◆ YOUR OBJECTIVE ◆
The entries below should be given again exactly, minus their pictures.

* begin DATA TO USE *

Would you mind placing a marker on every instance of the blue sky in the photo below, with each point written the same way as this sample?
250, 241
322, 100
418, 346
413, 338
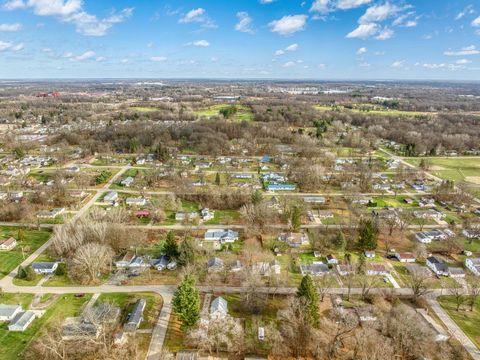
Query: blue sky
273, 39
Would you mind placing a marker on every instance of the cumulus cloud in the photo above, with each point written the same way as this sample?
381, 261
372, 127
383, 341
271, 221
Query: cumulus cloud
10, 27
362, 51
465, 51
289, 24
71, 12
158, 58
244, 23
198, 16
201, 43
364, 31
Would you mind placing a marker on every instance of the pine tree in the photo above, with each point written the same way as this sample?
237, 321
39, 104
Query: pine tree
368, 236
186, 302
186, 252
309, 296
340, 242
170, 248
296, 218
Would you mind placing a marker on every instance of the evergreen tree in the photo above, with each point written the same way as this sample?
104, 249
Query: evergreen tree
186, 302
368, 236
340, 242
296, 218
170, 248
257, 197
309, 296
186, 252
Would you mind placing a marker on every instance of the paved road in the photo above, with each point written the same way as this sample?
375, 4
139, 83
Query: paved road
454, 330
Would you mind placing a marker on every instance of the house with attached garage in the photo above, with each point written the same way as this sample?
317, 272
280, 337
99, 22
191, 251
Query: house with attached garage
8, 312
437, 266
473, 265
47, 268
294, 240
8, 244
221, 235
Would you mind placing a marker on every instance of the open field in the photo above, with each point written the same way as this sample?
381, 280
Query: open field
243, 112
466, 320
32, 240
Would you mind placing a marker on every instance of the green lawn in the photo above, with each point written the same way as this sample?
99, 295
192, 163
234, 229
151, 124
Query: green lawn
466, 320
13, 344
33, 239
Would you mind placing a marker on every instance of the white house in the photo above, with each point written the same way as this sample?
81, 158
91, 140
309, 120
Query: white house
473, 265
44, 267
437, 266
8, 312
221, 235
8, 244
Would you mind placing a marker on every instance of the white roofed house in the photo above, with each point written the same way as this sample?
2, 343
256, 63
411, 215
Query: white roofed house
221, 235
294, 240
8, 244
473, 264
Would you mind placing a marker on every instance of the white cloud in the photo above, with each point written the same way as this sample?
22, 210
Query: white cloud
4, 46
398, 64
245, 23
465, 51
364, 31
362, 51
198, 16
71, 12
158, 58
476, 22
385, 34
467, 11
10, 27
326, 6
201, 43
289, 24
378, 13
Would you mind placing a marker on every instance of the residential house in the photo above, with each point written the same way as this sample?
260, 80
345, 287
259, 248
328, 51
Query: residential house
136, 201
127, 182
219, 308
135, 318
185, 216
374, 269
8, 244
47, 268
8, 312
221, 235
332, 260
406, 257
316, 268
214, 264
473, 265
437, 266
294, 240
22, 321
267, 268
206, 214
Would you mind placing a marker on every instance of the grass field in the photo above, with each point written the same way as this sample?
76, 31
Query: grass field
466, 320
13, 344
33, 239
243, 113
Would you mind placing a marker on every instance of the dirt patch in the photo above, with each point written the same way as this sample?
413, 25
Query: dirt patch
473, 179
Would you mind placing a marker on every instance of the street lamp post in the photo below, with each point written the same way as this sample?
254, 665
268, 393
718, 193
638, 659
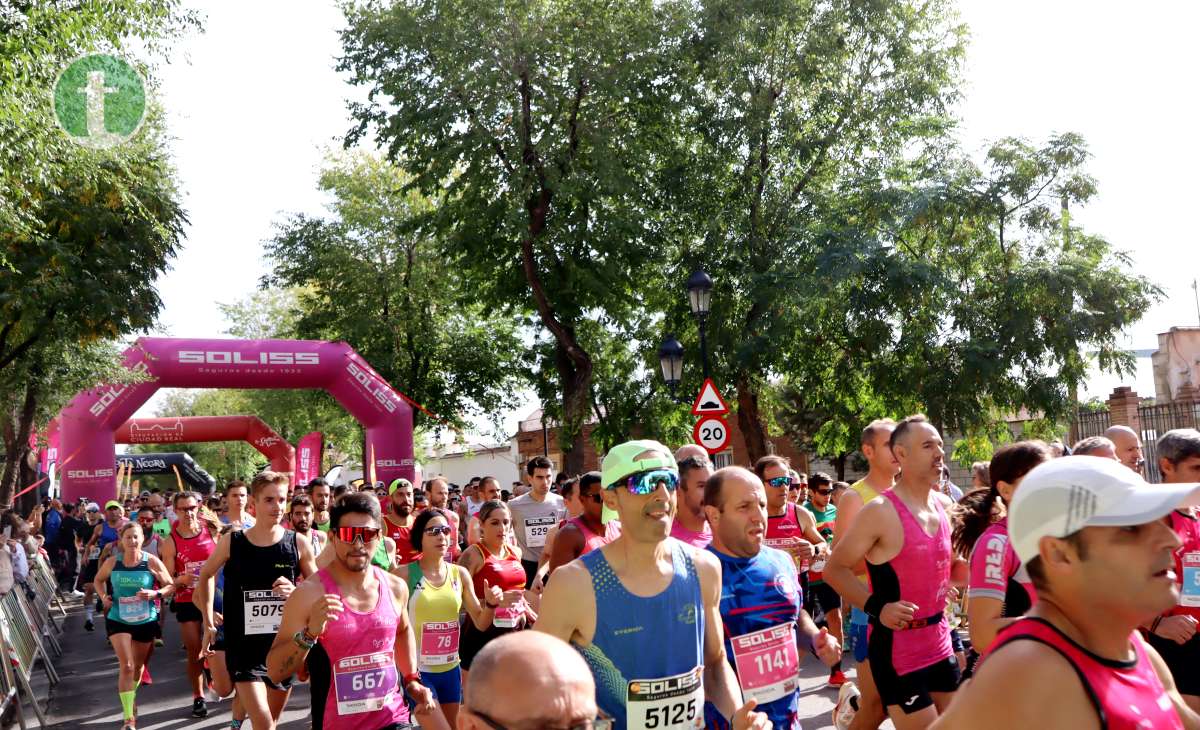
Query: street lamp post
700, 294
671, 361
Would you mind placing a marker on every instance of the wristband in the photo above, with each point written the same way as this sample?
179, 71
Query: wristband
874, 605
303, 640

* end DATA TO USE *

◆ RESULT OF THIS TASK ◆
Would you mind placing a marker on every instance of the blue sky in the photo below, with each point written the same way as this sample?
250, 241
322, 100
418, 346
413, 338
Query: blue sky
273, 39
Would you mind placing a marker on every instance of the cumulus cloud in the photo above, with each point written the same way as this sample?
381, 261
372, 127
383, 341
271, 221
Query: cumulus cloud
10, 27
362, 51
465, 51
289, 24
71, 12
158, 58
244, 23
198, 16
201, 43
364, 31
Would you mind placing a marker on every instance of the pine tree in the photo above, with each point written the same way as this sample?
237, 321
39, 104
Query: pine tree
368, 236
186, 302
186, 252
309, 296
340, 242
170, 248
296, 218
Would you mind placing a marker on every instance of the evergreen tree in the photo above, with each point written the same way as this sample?
104, 249
Query: evergreen tree
186, 302
368, 236
340, 242
296, 218
170, 248
257, 197
309, 296
186, 252
Would you mind placing a marker on every instance of the paved road in the photo above, with each point written the same way as this sample?
375, 4
139, 83
Query: paved road
454, 330
Would you mind placing a marker on every instance of the house with attached garage in the photo above, with each point written the same way as this sample?
317, 272
280, 337
99, 22
191, 251
Query: house with attached garage
8, 312
437, 266
473, 265
47, 268
294, 240
8, 244
221, 235
Would you mind placing a marker on every instance of the open field in the photo above, with each point written the same way as this sample?
381, 280
Query: open field
243, 112
466, 320
32, 240
Would you mind placing a marker on every instance of the green lawn in the photo above, with each point written the same way as this sample?
99, 295
192, 163
234, 229
151, 124
Query: green lawn
466, 320
13, 344
33, 239
Would you mind placing a marker on every instance of the white house in the photo above, with each point written the same way as this sample?
81, 158
91, 140
309, 120
Query: white house
473, 265
44, 267
437, 266
8, 312
221, 235
8, 244
Would you mind placing a marker on every instance of the white roofed house in the photo above, with each point written the same way as this sample?
2, 343
256, 63
411, 215
Query: white roofed house
221, 235
294, 240
8, 244
473, 264
Would you mind placing a marker on every instance of the white cloud in the photo above, with each point written the same way as this sample?
22, 210
Query: white cloud
4, 46
398, 64
245, 23
465, 51
364, 31
362, 51
198, 16
71, 12
158, 58
476, 22
385, 34
467, 11
10, 27
326, 6
201, 43
289, 24
378, 13
Would you mind placing a marker on every instance of the residential house in the photo above, with each point written the same way as this sample?
260, 80
345, 287
259, 248
328, 51
Query: residential house
136, 201
127, 182
219, 308
135, 318
185, 216
374, 269
8, 244
47, 268
8, 312
221, 235
332, 260
406, 257
316, 268
214, 264
473, 265
437, 266
294, 240
22, 321
267, 268
206, 214
Would you mind placing a marker on every instance of the grass field in the photo above, with each point written the same way as this sample?
76, 31
Query: grass field
466, 320
13, 344
33, 239
243, 113
Would you mind placing a marker on every instance of the dirt patch in the photo above, with each point written the same way as this sample?
413, 25
Query: dirt patch
473, 179
Would you mind placing a marker on every instance of the street lamp post in the photo below, with each point written the same way as this sample?
254, 665
268, 393
718, 193
638, 659
Query: street lamp post
700, 294
671, 361
Would you mind placing a marker on every instance of the wristband in the photo above, with each point written the same way as this sample?
179, 71
Query: wristband
874, 605
303, 640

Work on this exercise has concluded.